## What you have to do
Write out the listing below again, word for word, leaving every line unchanged.

Annotated coordinate records:
** begin **

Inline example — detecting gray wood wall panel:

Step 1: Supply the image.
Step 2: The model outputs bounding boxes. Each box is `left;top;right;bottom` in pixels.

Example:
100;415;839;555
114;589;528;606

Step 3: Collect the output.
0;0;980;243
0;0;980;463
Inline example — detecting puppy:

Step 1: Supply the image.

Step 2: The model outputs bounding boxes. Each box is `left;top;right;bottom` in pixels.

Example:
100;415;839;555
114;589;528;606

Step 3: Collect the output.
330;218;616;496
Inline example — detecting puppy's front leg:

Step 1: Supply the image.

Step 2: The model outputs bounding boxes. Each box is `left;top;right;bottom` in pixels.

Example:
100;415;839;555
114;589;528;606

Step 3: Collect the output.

** end **

## Written response
Inline example — detecting gray wood wall panel:

Step 1: Supply the image.
Step 2: The model outputs bounding boxes. Each box is `left;top;right;bottom` in pixels.

Example:
100;415;839;555
114;589;528;606

Step 3: Collect the output.
0;0;980;243
0;0;980;463
Inline example — detecting puppy:

Step 1: Supply the image.

Step 2: The model outputs bounding boxes. Each box is `left;top;right;bottom` in pixels.

Example:
100;415;839;555
114;589;528;606

Step 3: Collect the output.
330;218;616;496
Inline example — detecting puppy's front leg:

Step 1: Supply the image.

Step 2: The model outputs bounding boxes. Each box is `left;top;right;bottom` in pixels.

Example:
100;415;839;555
114;589;528;606

Step 3: Collect the output.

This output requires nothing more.